What is expected
The records, repeated exactly and in full, are the expected answer.

Data to process

● ● ●

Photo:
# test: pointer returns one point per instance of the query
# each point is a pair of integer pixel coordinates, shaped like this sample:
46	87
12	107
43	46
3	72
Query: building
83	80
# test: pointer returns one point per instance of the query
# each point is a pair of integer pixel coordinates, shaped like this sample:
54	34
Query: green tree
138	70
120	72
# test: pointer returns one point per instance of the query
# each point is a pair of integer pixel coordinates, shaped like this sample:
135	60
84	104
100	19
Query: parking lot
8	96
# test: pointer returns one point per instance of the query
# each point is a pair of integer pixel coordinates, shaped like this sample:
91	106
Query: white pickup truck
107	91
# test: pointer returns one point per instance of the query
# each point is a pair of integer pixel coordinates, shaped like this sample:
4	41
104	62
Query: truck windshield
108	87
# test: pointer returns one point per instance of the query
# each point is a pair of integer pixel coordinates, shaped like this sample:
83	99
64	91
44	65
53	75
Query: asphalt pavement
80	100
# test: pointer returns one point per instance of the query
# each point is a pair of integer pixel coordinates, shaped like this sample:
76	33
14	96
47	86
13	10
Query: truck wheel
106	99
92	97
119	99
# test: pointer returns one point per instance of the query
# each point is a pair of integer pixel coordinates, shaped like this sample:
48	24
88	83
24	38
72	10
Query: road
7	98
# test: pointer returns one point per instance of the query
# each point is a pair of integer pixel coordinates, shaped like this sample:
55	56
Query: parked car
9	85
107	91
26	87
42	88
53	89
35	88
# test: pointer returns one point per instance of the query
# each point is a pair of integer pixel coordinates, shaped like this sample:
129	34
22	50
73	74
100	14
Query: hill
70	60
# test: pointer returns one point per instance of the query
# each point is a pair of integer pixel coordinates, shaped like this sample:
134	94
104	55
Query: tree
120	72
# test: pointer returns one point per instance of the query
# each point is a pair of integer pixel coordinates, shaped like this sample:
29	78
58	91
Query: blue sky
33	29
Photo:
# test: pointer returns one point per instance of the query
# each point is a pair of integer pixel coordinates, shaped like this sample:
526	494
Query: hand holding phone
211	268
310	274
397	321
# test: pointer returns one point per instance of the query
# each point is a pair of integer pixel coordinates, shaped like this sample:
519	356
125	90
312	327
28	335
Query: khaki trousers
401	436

● ● ●

Output
Photo:
# test: pointer returns one point per instance of the query
# each point is a pair of integer pixel coordinates, shaped like this sample:
46	87
12	107
43	46
3	72
Query: building
83	80
# test: pointer returns one point per instance of the query
# each point is a pair of integer pixel coordinates, shaped like this sample:
54	34
Query: green tree
138	70
120	72
# test: pointer returns one point per instance of the query
# each point is a pair of integer pixel coordinates, shaped like this sample:
135	60
84	104
100	19
Query: parking lot
8	96
# test: pointer returns one point per instance of the query
# each point is a pair of integer pixel coordinates, shaped like this sample:
91	106
Query: white pickup truck
107	91
# test: pointer returns one point per instance of the query
# each point is a pair of integer pixel coordinates, shaped like this sample:
4	41
104	62
Query: truck windshield
108	87
# test: pointer returns one point per instance of the query
# each point is a pair of integer pixel coordinates, shaped like this sample:
83	99
64	91
44	65
53	75
Query: asphalt pavement
80	100
# test: pointer returns one point per instance of the query
# each point is a pair of integer pixel coordinates, shaped like this sample:
76	33
14	96
47	86
13	10
Query: truck wheel
106	99
92	97
119	99
# test: pointer returns one point per instance of the query
# each point is a pair of integer pixel coordinates, shaped like this sample:
48	24
88	83
24	38
72	10
Query: road
7	98
# test: pointer returns one point per instance of the query
# each point is a pair of integer pixel coordinates, shaped like this sample:
55	56
Query: parked car
9	85
107	91
26	87
42	88
53	89
35	88
# test: pointer returns one point per instance of the query
# each point is a pair of integer pixel coordinates, shaped like this sample:
129	34
22	50
73	74
100	14
Query: hill
70	60
# test: pointer returns one point per instance of the query
# each point is a pair of integer pixel coordinates, shaped like this sample:
134	94
104	55
Query: tree
120	72
# test: pointer returns one point per instance of the query
# each point is a pair of integer pixel coordinates, shaped like this sample:
29	78
58	91
Query: blue sky
33	29
Photo:
# test: pointer returns one point per instance of the query
# each point is a pair of integer pixel coordinates, shaped like this sample:
526	494
Query: hand holding phone
211	268
310	274
397	321
# test: pointer returns one point per instance of the query
# each point is a pair of integer pixel coordinates, shaped like this sample:
519	356
125	90
312	327
28	335
Query: khaki trousers
401	436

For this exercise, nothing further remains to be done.